Assentou a poeira e desfez-se a espuma dos dias. É tempo de analisar as mentiras, recordar os factos e partilhar perplexidades.

Andreas Schleicher, director do PISA, é claro quando diz ao que o programa veio: medir quanto “value for money” (conceito económico que exprime a utilidade do dinheiro despendido) resulta dos sistemas de ensino em análise. O PISA não se ocupa de determinar e comparar todo o conhecimento que deriva dos vários domínios curriculares. O PISA centra-se na capacidade para resolver problemas básicos, detida por jovens com idades compreendidas entre os 15 anos e quatro meses e os 16 anos e quatro meses. Sendo de inegável utilidade, este quadro é redutor porque deixa de fora valências humanistas e culturais dos sistemas de ensino. Merece alguma reflexão ver democracias líderes do desenvolvimento tecnológico e científico mundial (Alemanha, França, Reino Unido e USA) remetidas para posições modestas no PISA, enquanto um sistema ditatorial se guinda ao primeiro lugar do ranking (Xangai).

* [Objetivo]: Reescreva o trecho do texto sobre o PISA desde "Andreas Schleicher, director" até "do ranking (Xangai).", inclusive, trocando "problemas básicos" por "questões elementares". O material não tem qualquer relação com o texto sobre o PISA.

* [Informação fornecida]:
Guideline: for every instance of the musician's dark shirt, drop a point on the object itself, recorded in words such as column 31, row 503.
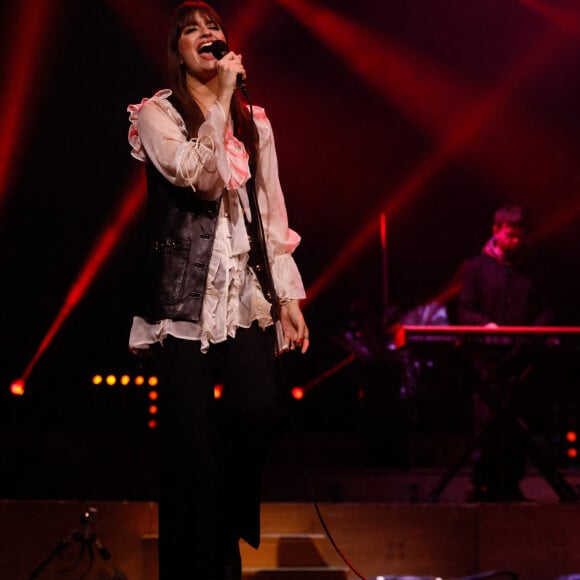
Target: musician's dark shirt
column 500, row 293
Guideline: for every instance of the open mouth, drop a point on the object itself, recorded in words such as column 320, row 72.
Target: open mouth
column 205, row 48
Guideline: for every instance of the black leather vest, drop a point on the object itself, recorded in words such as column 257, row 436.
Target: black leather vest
column 180, row 235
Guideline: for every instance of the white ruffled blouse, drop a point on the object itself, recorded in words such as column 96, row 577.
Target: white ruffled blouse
column 215, row 164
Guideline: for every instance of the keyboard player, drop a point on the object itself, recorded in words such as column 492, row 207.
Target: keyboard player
column 497, row 290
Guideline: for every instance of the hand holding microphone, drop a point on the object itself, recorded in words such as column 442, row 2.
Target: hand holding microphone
column 219, row 49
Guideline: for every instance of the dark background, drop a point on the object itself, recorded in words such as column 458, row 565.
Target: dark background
column 433, row 111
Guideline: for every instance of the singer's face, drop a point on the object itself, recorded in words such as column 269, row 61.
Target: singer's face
column 200, row 31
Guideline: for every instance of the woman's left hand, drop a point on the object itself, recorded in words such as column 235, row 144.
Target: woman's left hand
column 294, row 326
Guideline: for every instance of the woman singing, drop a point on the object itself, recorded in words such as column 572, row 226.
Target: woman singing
column 204, row 309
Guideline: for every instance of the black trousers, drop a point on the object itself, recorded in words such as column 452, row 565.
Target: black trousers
column 212, row 451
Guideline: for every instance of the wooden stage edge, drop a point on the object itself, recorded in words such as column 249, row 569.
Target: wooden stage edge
column 534, row 541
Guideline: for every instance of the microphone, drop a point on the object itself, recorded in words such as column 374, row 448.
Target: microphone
column 219, row 49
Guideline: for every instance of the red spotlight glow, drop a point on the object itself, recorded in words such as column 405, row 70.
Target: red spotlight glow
column 31, row 26
column 104, row 246
column 17, row 388
column 298, row 393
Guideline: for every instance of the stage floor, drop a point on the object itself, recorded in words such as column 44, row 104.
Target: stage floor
column 534, row 540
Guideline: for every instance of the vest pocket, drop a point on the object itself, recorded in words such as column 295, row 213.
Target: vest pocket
column 170, row 259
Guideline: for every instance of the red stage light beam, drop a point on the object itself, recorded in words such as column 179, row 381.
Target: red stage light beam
column 435, row 98
column 109, row 238
column 33, row 22
column 394, row 73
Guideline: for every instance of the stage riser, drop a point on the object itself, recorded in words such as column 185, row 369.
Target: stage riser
column 538, row 542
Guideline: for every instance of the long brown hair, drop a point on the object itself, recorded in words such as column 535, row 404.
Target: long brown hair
column 244, row 128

* [Resultado da tarefa]:
Andreas Schleicher, director do PISA, é claro quando diz ao que o programa veio: medir quanto “value for money” (conceito económico que exprime a utilidade do dinheiro despendido) resulta dos sistemas de ensino em análise. O PISA não se ocupa de determinar e comparar todo o conhecimento que deriva dos vários domínios curriculares. O PISA centra-se na capacidade para resolver questões elementares, detida por jovens com idades compreendidas entre os 15 anos e quatro meses e os 16 anos e quatro meses. Sendo de inegável utilidade, este quadro é redutor porque deixa de fora valências humanistas e culturais dos sistemas de ensino. Merece alguma reflexão ver democracias líderes do desenvolvimento tecnológico e científico mundial (Alemanha, França, Reino Unido e USA) remetidas para posições modestas no PISA, enquanto um sistema ditatorial se guinda ao primeiro lugar do ranking (Xangai).